(Information supplied Opens)

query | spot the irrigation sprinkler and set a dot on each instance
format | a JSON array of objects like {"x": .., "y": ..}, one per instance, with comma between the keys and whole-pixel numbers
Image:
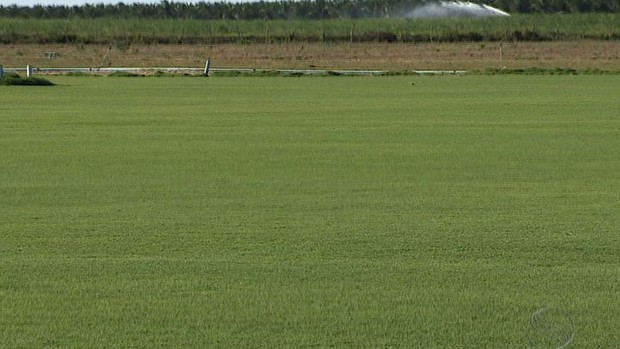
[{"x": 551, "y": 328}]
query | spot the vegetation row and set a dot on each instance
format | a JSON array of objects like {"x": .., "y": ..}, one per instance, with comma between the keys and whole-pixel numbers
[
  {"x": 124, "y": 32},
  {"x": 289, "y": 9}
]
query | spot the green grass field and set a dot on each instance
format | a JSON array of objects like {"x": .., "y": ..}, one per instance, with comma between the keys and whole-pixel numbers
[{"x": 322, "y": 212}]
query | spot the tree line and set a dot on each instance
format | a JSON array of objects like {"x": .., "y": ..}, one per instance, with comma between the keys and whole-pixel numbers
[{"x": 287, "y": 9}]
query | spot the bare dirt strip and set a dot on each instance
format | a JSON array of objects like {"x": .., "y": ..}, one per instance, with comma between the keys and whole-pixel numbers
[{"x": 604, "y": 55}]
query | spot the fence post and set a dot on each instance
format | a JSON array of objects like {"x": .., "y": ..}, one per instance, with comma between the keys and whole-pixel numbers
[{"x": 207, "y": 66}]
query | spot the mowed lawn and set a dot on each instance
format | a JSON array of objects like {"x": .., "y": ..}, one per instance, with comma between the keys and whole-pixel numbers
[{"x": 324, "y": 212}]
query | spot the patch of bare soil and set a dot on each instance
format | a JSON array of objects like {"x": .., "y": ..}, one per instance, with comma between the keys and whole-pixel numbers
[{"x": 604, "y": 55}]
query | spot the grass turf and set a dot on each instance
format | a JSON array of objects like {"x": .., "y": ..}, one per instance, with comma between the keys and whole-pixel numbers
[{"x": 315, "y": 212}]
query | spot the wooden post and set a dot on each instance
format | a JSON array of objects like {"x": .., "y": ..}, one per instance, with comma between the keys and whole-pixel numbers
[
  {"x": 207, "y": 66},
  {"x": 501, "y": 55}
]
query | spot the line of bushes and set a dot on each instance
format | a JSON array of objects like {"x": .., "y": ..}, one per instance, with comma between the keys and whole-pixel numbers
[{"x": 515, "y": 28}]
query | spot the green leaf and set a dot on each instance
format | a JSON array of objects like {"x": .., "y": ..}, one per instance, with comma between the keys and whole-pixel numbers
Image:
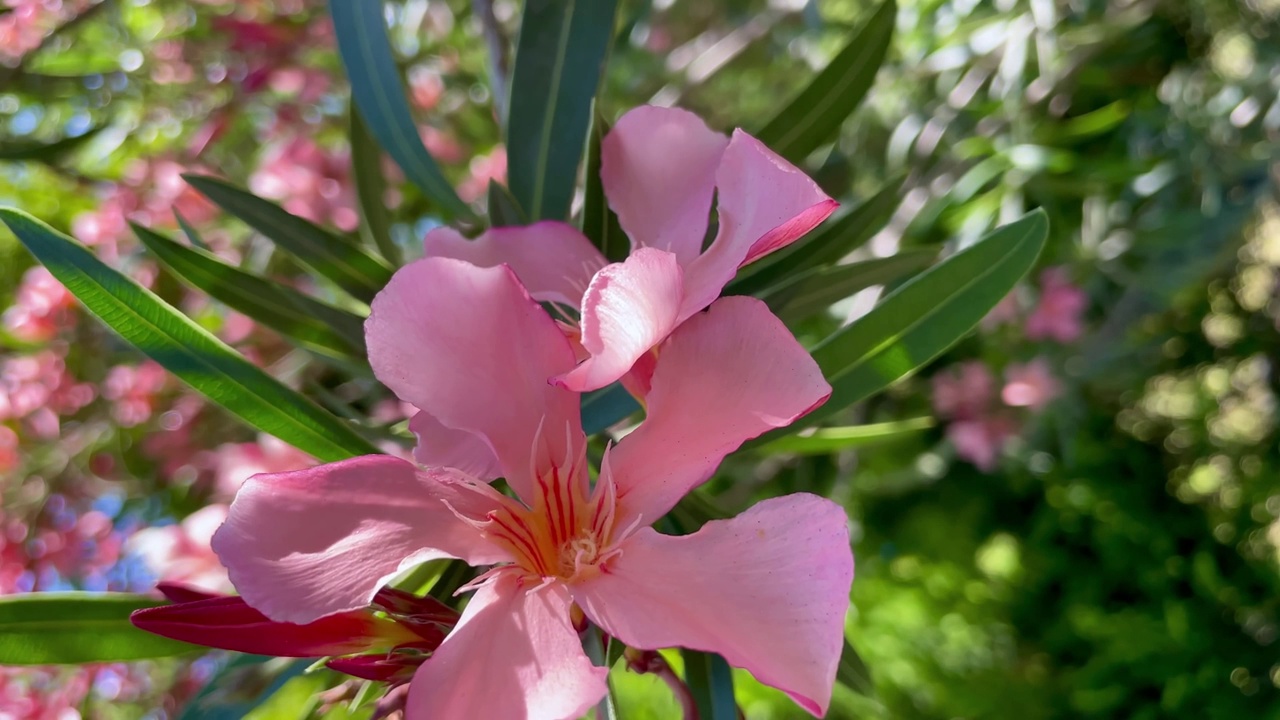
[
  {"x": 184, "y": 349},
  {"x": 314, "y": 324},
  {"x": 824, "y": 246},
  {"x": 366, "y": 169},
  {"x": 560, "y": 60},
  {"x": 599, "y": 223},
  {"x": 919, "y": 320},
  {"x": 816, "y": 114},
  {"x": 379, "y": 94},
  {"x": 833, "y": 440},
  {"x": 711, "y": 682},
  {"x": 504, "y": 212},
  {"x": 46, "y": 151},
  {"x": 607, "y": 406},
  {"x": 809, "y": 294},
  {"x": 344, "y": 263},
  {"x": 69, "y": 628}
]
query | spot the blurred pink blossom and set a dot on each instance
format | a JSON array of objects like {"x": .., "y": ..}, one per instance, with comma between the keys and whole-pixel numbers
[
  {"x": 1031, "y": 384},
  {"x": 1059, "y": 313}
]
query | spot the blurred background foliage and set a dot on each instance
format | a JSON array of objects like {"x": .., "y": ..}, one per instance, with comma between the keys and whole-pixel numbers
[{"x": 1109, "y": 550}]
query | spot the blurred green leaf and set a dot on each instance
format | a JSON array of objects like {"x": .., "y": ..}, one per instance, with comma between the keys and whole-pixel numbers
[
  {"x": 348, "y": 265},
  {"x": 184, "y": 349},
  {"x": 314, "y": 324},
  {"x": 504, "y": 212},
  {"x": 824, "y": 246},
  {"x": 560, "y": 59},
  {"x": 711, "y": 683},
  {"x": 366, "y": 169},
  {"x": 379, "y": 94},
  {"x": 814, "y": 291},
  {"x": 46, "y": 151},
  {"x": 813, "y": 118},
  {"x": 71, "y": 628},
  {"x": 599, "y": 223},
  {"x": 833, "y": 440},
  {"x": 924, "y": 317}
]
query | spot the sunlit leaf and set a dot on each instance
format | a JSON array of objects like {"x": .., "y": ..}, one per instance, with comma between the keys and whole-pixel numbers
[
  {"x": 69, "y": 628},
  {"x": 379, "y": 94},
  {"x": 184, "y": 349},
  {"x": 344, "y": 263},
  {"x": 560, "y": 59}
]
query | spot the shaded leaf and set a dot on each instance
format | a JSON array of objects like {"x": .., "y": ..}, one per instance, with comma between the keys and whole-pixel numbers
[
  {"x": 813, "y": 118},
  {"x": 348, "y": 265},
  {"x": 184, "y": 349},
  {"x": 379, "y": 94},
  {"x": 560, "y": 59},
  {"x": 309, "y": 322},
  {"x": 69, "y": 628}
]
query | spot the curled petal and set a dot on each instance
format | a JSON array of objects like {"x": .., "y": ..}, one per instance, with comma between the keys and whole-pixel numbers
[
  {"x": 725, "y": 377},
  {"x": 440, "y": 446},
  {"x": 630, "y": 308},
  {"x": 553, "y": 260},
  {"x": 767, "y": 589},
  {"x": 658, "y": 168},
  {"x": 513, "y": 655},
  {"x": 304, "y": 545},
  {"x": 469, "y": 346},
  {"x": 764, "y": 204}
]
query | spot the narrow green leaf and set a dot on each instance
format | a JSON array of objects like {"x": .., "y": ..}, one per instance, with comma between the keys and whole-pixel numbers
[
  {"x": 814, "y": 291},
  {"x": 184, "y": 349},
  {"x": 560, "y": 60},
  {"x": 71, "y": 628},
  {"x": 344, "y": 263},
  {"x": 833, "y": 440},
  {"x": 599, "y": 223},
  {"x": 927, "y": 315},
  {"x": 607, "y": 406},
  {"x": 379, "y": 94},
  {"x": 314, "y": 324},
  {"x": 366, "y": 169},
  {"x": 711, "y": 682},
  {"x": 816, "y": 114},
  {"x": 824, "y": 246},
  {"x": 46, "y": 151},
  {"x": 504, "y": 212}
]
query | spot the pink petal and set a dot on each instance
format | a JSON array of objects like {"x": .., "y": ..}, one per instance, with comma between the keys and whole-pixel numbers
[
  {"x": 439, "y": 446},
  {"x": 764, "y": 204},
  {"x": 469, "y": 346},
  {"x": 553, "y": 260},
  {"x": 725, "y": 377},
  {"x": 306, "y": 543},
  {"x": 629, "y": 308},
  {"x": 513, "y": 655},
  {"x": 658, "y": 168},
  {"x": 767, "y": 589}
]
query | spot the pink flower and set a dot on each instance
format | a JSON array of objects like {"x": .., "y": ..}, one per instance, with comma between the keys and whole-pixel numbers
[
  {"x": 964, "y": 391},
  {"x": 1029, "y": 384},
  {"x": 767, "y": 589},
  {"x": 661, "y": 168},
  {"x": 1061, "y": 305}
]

(Information supplied Closes)

> **Assigned task**
Give back every record precisely as it stands, without the images.

> **Exercise answer**
query | spot the irrigation sprinkler and set a dot on each instance
format | a JSON array of objects like {"x": .., "y": ..}, one per instance, with comma between the keys and whole-pixel numbers
Image:
[{"x": 551, "y": 328}]
query | spot the vegetation row and set a dot on each instance
format | a JSON array of objects like {"x": .., "y": ..}, one per instance, with comma between the keys and whole-pixel numbers
[
  {"x": 124, "y": 32},
  {"x": 289, "y": 9}
]
query | spot the green grass field and set a dot on each instance
format | a JSON array of objects like {"x": .., "y": ..}, one per instance, with comma between the keys and whole-pixel numbers
[{"x": 322, "y": 212}]
query | spot the tree line and set a dot on each instance
format | a JSON array of objects like {"x": .., "y": ..}, one per instance, with comma between the keys and whole-pixel numbers
[{"x": 287, "y": 9}]
query | spot the bare dirt strip and set a dot on each instance
format | a JSON array of objects like {"x": .., "y": ..}, one per instance, with comma between the keys and whole-pixel numbers
[{"x": 604, "y": 55}]
query | spot the fence post and set a dot on each instance
format | a JSON array of objects like {"x": .., "y": ..}, one per instance, with comma between the keys and whole-pixel numbers
[{"x": 207, "y": 66}]
query | spot the mowed lawn and set a dot on each instance
format | a JSON array of objects like {"x": .., "y": ..}, one per instance, with comma between the keys and whole-pixel numbers
[{"x": 324, "y": 212}]
query | spot the patch of bare soil and set a dot on each instance
format | a JSON array of objects like {"x": .., "y": ..}, one per instance, with comma between the keys and whole-pixel numbers
[{"x": 604, "y": 55}]
query | spot the grass turf and set a dot on each instance
format | a JSON array of objects like {"x": .., "y": ..}, one per instance, with comma between the keys and whole-pixel numbers
[{"x": 315, "y": 212}]
query | spot the wooden post and set a dot on each instance
format | a JSON array of objects like {"x": .., "y": ..}, one per instance, with comma between the keys and whole-pixel numbers
[
  {"x": 207, "y": 66},
  {"x": 501, "y": 55}
]
query | spot the line of bushes and set a dot on each instance
format | a JSON array of objects like {"x": .., "y": ..}, one per instance, with comma between the keys and whole-pixel numbers
[{"x": 515, "y": 28}]
query | spot the green leaf and set a dot on each instance
format | a JSON array of objects like {"x": .., "y": ..}, one per instance, with comma between the keys and whole-pixel numbers
Image:
[
  {"x": 184, "y": 349},
  {"x": 314, "y": 324},
  {"x": 824, "y": 246},
  {"x": 366, "y": 169},
  {"x": 560, "y": 60},
  {"x": 599, "y": 223},
  {"x": 919, "y": 320},
  {"x": 816, "y": 114},
  {"x": 379, "y": 94},
  {"x": 833, "y": 440},
  {"x": 711, "y": 682},
  {"x": 504, "y": 212},
  {"x": 46, "y": 151},
  {"x": 607, "y": 406},
  {"x": 809, "y": 294},
  {"x": 344, "y": 263},
  {"x": 69, "y": 628}
]
query | spot the blurred pink blossom and set a dot on each instance
format | a JSON array of objects like {"x": .., "y": ..}, one per instance, with comma between the keys and whole-pixel numbers
[
  {"x": 1031, "y": 384},
  {"x": 1059, "y": 313}
]
query | spot the blurred background foliage and set a dot on each instance
format | a JSON array of objects like {"x": .., "y": ..}, one per instance, with comma between the keys and whole-pixel numbers
[{"x": 1109, "y": 550}]
query | spot the blurred green leaf and set a dot on each instance
format | a JSON array of objects like {"x": .., "y": ..}, one per instance, with comma between the keys and whole-pixel numbers
[
  {"x": 348, "y": 265},
  {"x": 184, "y": 349},
  {"x": 314, "y": 324},
  {"x": 504, "y": 212},
  {"x": 824, "y": 246},
  {"x": 560, "y": 59},
  {"x": 711, "y": 683},
  {"x": 366, "y": 169},
  {"x": 379, "y": 94},
  {"x": 814, "y": 291},
  {"x": 46, "y": 151},
  {"x": 813, "y": 118},
  {"x": 71, "y": 628},
  {"x": 599, "y": 223},
  {"x": 833, "y": 440},
  {"x": 924, "y": 317}
]
query | spot the sunlit leaf and set a dot on each instance
format | a JSON array of objects like {"x": .., "y": ..}, one per instance, with comma between the keys and whole-pixel numbers
[
  {"x": 69, "y": 628},
  {"x": 379, "y": 94},
  {"x": 184, "y": 349},
  {"x": 344, "y": 263},
  {"x": 560, "y": 59}
]
query | spot the shaded leaf and set a dot on each instance
format | a JSON array of objects like {"x": .., "y": ..}, one per instance, with comma between the keys and whole-pixel numbers
[
  {"x": 813, "y": 118},
  {"x": 348, "y": 265},
  {"x": 184, "y": 349},
  {"x": 379, "y": 94},
  {"x": 560, "y": 59},
  {"x": 309, "y": 322},
  {"x": 69, "y": 628}
]
query | spot the curled petal and set a dot on each instance
format | a JSON array of objects like {"x": .., "y": ..}, one per instance, with comma between the keys and whole-pixel numbers
[
  {"x": 725, "y": 377},
  {"x": 440, "y": 446},
  {"x": 630, "y": 308},
  {"x": 553, "y": 260},
  {"x": 767, "y": 589},
  {"x": 658, "y": 168},
  {"x": 513, "y": 655},
  {"x": 304, "y": 545},
  {"x": 469, "y": 346},
  {"x": 764, "y": 204}
]
query | spot the narrow green leaf and set a dot on each instance
format | a JSON array of objects like {"x": .., "y": ..}, one per instance, with comma between the keys and whole-pixel numbers
[
  {"x": 814, "y": 291},
  {"x": 184, "y": 349},
  {"x": 560, "y": 60},
  {"x": 71, "y": 628},
  {"x": 344, "y": 263},
  {"x": 833, "y": 440},
  {"x": 599, "y": 223},
  {"x": 927, "y": 315},
  {"x": 607, "y": 406},
  {"x": 379, "y": 94},
  {"x": 314, "y": 324},
  {"x": 366, "y": 169},
  {"x": 711, "y": 682},
  {"x": 816, "y": 114},
  {"x": 824, "y": 246},
  {"x": 46, "y": 151},
  {"x": 504, "y": 212}
]
query | spot the pink petal and set a dot on each instance
format | a JSON array of objects like {"x": .., "y": ..}, one per instance, with comma between the keys and whole-pixel numbers
[
  {"x": 439, "y": 446},
  {"x": 764, "y": 204},
  {"x": 469, "y": 346},
  {"x": 553, "y": 260},
  {"x": 725, "y": 377},
  {"x": 306, "y": 543},
  {"x": 629, "y": 308},
  {"x": 513, "y": 655},
  {"x": 658, "y": 168},
  {"x": 767, "y": 589}
]
query | spot the pink flower and set a dot on each instance
format | a JSON array of objects like {"x": .., "y": ..}, one per instance, with comma between the keys and whole-pixel numbers
[
  {"x": 964, "y": 391},
  {"x": 1029, "y": 384},
  {"x": 767, "y": 589},
  {"x": 661, "y": 168},
  {"x": 1061, "y": 305}
]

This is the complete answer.